Items listed in a dataset:
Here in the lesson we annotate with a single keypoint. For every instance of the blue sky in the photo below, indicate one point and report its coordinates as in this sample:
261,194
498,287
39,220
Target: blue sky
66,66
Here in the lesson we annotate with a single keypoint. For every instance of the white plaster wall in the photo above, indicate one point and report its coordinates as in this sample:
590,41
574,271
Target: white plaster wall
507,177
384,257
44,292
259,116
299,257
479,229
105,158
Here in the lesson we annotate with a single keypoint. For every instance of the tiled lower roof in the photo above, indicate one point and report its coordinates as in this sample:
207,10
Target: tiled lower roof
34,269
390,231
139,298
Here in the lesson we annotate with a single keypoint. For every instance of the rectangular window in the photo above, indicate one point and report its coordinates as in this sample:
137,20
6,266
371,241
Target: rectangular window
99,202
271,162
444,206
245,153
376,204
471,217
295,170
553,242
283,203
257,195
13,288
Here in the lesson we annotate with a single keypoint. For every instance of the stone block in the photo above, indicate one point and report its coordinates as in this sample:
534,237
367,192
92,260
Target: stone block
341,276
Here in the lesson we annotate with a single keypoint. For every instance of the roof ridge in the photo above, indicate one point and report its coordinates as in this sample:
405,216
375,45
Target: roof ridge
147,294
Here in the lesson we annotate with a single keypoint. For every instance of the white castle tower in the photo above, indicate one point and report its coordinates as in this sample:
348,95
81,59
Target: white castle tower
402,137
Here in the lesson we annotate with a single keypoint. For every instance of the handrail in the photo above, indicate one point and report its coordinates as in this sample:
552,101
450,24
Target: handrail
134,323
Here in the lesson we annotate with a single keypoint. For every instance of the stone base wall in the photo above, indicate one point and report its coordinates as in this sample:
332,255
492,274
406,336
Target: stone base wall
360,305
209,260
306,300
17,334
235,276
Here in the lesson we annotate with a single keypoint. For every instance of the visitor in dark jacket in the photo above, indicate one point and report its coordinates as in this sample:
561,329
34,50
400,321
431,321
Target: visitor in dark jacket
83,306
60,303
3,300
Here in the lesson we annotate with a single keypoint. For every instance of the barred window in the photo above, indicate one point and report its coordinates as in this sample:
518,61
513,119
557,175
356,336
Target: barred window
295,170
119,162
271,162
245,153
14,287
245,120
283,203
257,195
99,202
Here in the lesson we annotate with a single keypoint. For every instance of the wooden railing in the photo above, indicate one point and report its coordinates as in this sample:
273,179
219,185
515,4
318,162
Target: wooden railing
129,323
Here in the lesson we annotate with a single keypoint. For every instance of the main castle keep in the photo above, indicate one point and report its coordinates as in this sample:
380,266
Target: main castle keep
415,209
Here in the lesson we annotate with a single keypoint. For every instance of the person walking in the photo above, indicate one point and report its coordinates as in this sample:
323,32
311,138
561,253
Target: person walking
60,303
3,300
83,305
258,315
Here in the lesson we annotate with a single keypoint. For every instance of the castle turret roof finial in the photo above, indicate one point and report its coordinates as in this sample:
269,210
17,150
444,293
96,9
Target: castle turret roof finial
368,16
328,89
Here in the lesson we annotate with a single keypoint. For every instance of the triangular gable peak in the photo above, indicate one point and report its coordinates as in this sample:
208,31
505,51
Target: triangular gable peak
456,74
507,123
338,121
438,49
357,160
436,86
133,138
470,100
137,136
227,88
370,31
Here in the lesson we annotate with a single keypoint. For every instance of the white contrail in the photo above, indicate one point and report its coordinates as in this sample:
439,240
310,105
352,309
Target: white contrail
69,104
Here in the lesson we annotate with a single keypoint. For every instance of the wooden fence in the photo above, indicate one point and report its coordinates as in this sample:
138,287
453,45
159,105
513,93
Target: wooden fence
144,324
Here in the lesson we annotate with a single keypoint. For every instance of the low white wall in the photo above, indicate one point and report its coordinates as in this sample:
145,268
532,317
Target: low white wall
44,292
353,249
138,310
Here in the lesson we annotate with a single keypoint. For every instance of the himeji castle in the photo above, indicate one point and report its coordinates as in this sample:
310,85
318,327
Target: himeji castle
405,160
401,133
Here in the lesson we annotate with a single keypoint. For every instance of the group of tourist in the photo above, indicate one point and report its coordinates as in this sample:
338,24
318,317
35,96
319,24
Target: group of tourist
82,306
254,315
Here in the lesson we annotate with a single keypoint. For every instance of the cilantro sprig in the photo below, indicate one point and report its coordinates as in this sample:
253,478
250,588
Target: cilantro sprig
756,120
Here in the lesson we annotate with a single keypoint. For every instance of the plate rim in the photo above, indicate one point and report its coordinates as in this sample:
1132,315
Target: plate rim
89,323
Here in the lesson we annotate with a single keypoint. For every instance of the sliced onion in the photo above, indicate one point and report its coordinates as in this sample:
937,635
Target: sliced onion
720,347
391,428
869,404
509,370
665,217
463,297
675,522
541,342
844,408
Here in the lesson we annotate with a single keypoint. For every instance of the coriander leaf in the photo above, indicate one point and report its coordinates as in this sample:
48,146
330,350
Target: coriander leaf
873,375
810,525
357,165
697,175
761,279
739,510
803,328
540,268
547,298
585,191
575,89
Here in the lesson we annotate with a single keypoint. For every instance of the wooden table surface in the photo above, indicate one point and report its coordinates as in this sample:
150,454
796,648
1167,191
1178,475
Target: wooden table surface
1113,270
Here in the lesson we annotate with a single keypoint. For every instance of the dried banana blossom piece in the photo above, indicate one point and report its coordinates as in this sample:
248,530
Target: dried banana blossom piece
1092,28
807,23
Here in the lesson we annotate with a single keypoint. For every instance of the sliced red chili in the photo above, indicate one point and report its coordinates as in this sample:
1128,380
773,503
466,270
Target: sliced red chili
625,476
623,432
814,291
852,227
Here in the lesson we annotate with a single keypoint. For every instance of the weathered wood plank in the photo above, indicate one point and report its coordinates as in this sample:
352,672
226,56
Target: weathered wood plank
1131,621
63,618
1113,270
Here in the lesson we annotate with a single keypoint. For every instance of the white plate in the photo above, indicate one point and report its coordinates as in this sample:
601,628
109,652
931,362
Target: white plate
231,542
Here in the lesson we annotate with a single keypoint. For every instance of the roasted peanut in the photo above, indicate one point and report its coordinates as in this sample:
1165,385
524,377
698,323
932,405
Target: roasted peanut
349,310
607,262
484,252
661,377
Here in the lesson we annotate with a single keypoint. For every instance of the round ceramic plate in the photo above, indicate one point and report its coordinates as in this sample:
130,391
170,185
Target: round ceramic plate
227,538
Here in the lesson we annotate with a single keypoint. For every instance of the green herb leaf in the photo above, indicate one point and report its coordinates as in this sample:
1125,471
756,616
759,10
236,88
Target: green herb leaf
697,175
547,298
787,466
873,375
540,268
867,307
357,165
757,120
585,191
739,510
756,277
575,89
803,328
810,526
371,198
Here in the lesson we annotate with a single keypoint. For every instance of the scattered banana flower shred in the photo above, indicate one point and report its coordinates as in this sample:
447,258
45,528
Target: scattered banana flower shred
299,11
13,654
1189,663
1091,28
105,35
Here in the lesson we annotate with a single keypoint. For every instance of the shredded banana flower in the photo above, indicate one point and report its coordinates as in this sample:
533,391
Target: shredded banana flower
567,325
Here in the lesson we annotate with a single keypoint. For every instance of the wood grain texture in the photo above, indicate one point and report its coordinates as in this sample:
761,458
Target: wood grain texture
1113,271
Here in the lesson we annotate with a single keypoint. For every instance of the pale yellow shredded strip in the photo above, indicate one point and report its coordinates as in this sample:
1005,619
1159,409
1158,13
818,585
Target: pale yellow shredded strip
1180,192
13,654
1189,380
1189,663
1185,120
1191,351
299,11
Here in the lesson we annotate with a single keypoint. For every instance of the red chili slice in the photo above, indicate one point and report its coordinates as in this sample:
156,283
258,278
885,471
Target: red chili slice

Task objective >>
Write out the entries in full, exactly as given.

Response to the exercise >>
Here in the lesson we annotate with a single keypoint. For every instance of the blue sky in the photo below, indicate one point and report its coordinates as in this sample:
261,194
498,287
39,220
Target: blue sky
66,66
Here in the lesson we annotate with a single keypoint. For every instance of the white plaster wall in the photo above, indicate one point and report its coordinates as in this sample:
590,41
574,271
Target: white plaster wall
507,177
384,257
44,292
259,116
299,257
479,229
105,158
Here in the lesson we annotate with a single keypoint. For every instance of the tiled lower roof in the photo above, indicate one point and report its coordinates as in this sample:
207,10
Target: tiled lower roof
34,269
390,231
139,298
Here in the lesson we annotate with a single keypoint. For every instance of the rectangular window in the photo above, indicate one point and report its coordinates as in this sample:
137,20
6,266
371,241
Target: rectangular window
99,202
271,162
444,206
245,153
376,204
471,217
295,170
553,242
283,203
257,195
13,288
Here in the lesson we annotate with a single keypoint. For every instance of the stone block in the photo above, indicate one point and report its coordinates as in this sample:
534,237
367,192
92,260
Target: stone block
341,276
Here in the lesson we annotate with a single keypoint. For every instance of the roof ridge in the photo above, indicate one point and report its coordinates as in this sample:
405,216
375,45
Target: roof ridge
147,294
Here in the lesson we annotate with a single keypoint. For every instance of the white castle tower in the photo above, indicate one point and report its coordinates as in this sample:
348,95
81,59
Target: white castle tower
402,137
Here in the lesson we annotate with a single keypoint. For every instance of the handrail in the photo above, indicate one point and report its coordinates as in this sample:
552,101
450,24
Target: handrail
134,323
Here in the lesson we annotate with a single keypoint. For every instance of the stone base wall in the photo above, indicate one point and report its coordinates as in this sample:
332,255
492,274
406,336
Target: stone base wall
360,305
209,260
306,300
17,334
235,276
Here in the lesson we annotate with a single keypoint. For every instance of the visitor in dark jacket in the photo above, indicate one point and report its coordinates as in this sample:
561,329
34,50
400,321
431,321
Target: visitor in dark jacket
83,306
60,303
3,300
Here in the lesson we annotate with a single keypoint. For every instance of the barred window in the photo above, indicate one point and report its coordinates as in this sample:
518,61
513,119
557,175
356,336
Target: barred window
295,170
119,162
271,162
245,153
14,287
245,120
283,203
257,195
99,202
Here in the lesson we annotate with a single keypoint. For every instance of the wooden railing in the photo above, indicate one point and report its coordinates as in this sample:
273,179
219,185
515,4
318,162
Target: wooden railing
129,323
Here in the lesson we annotate with a single keypoint. For every instance of the main castle keep in the photo above, indicate one point and report its coordinates as in this sample:
380,266
Target: main castle keep
415,209
Here in the lesson we annotate with a single keypoint. For every instance of the person walking in the photo above, indicate one point and report its coordinates as in this sample:
323,32
311,138
561,253
Target: person walking
60,303
3,300
83,305
258,315
Here in the lesson we annotate with a single keypoint. For every instance of the castle turret roof finial in the photo above, indicate one point and report its coordinates as in this sample:
269,210
17,150
444,293
96,9
Target: castle turret roof finial
368,16
328,89
Here in the lesson we annotate with a single keypoint. For every instance of the triangular gable peak in the photo above, indicate one point and report its coordinates as in this sample:
208,31
505,51
Target: triangular gable peak
456,74
507,123
338,121
438,49
357,160
436,86
133,138
470,100
137,136
227,88
370,31
Here in the lesson we annotate with a single keypoint. For every instance of the white contrail in the photo above, indicate one point and report its coordinates as in this sample:
439,240
310,105
352,309
Target: white contrail
69,104
Here in the lesson we annotate with a single keypoint. For every instance of the wooden fence in the photo above, indicate one point and report its coordinates as in this sample:
138,287
453,45
159,105
513,93
Target: wooden fence
144,324
Here in the lesson we annotate with a single keypoint. For every instance of the low white wall in the photo above, indicate one point and report its coordinates as in this sample:
145,268
532,317
Target: low white wall
44,292
353,249
138,310
Here in the lesson we annotate with a single keypoint. For every instance of the himeji castle in the photo above, indicate one point and report its coordinates as in this sample:
310,85
318,327
Target: himeji castle
405,160
401,133
Here in the lesson we annotate with a single keypoint. For every instance of the group of tourist in the photo above, indicate one point and report its coordinates as in this sample:
338,24
318,317
35,96
319,24
Target: group of tourist
82,306
254,315
Here in the lesson we annotate with a single keypoint. For every instance of the cilantro sprig in the photo below, indicate one point and report its coordinates as in this sample:
253,478
250,588
Target: cilantro sprig
756,120
Here in the lesson we annotate with a single keypoint. For every instance of the plate rim in the photo above, indicate one point and report its coordinates as in this sample:
1132,315
Target: plate rim
89,323
Here in the lesson we annotate with a single keypoint. For every instance of the sliced onion in the photo above, indicate one point and report its coordinates as in this sample:
937,635
Target: sliced onion
720,347
391,428
869,404
509,370
665,217
463,297
675,522
541,342
844,408
Here in the lesson we annotate with a single keypoint. For every instance of the coriander leaf in the photo above, indicate one point and report its coordinates as in this sample:
48,146
330,350
Target: coriander leaf
873,375
810,525
357,165
697,175
761,279
739,510
803,328
540,268
547,298
585,191
575,89
Here in the lesson we annotate with a single keypoint. For every instance of the wooden table surface in the photo above, indicate one point and report its coordinates as in this sample:
150,454
796,648
1167,191
1178,475
Target: wooden table surface
1113,270
Here in the lesson we annotate with a single keypoint. For every instance of the dried banana blossom piece in the photo above, indicate one point and report its coordinates as in this sample:
248,530
Target: dried banana blossom piece
1092,28
807,23
Here in the lesson we annotate with a single keypoint. For every instance of the sliced red chili in the photo above, indicate one point and report its coordinates as in this sample:
1128,380
773,503
466,270
Target: sliced red chili
625,476
623,432
814,291
852,227
Here in the lesson we annotate with a single keypoint. For every instance of the weathered wood plank in the photo above, indicate one point and report its coordinates as in this sample:
352,672
226,56
Target: weathered wood plank
1131,621
63,618
1113,270
Here in the lesson we annotate with a single keypoint. For every instance of the white plate in the photo above, indicate one point and report its coordinates as in this sample:
601,628
109,652
931,362
Target: white plate
231,542
Here in the lesson we annotate with a single keypoint. For every instance of the roasted peanut in the photo above, indicate one point and report its coordinates as in this sample:
1165,385
524,377
698,323
932,405
Target: roasted peanut
349,310
607,262
484,252
661,377
Here in the lesson we annotate with a single keypoint. For every instance of the round ceramic plate in the photo above, indicate one point and report its coordinates as in this sample:
130,391
170,185
Target: round ceramic plate
227,538
Here in the lesson we annotate with a single keypoint. For every instance of the green herb leaf in the photo above, indicate one point and report its coordinates as in this sample:
1125,471
756,616
759,10
236,88
Target: green herb leaf
697,175
547,298
787,466
873,375
540,268
867,307
357,165
757,120
585,191
739,510
756,277
575,89
803,328
810,526
371,198
Here in the lesson we annotate with a single keypoint. For every instance of the scattered banana flower shred in the photo above, indicate one point and report its coordinates as in this sample:
447,258
45,528
Target: scattered banana flower shred
299,11
13,654
1189,663
1091,28
105,35
Here in the lesson we annotate with a single keypoint. For every instance of the shredded banana flower in the photo above, indicate one point and report its coordinates as in this sample:
533,391
Target: shredded banana flower
567,325
Here in the lesson we annotate with a single keypoint. For every instance of the wood grain texture in the photo above, indicate one point and report its coordinates as in this sample:
761,458
Target: wood grain texture
1113,271
Here in the lesson we annotate with a single keypoint. For every instance of the pale yellow shredded strip in the photo above, indicate one point and report its coordinates as in this sample:
1005,619
1159,409
1158,13
818,585
Target: pale yellow shredded strip
1180,192
13,654
1189,380
1189,663
1185,120
1191,351
299,11
Here in the lesson we annotate with a single keypoint. For every instance of the red chili slice in the photo above, indicate one point and report its coordinates as in this sample:
156,283
258,278
885,471
Target: red chili slice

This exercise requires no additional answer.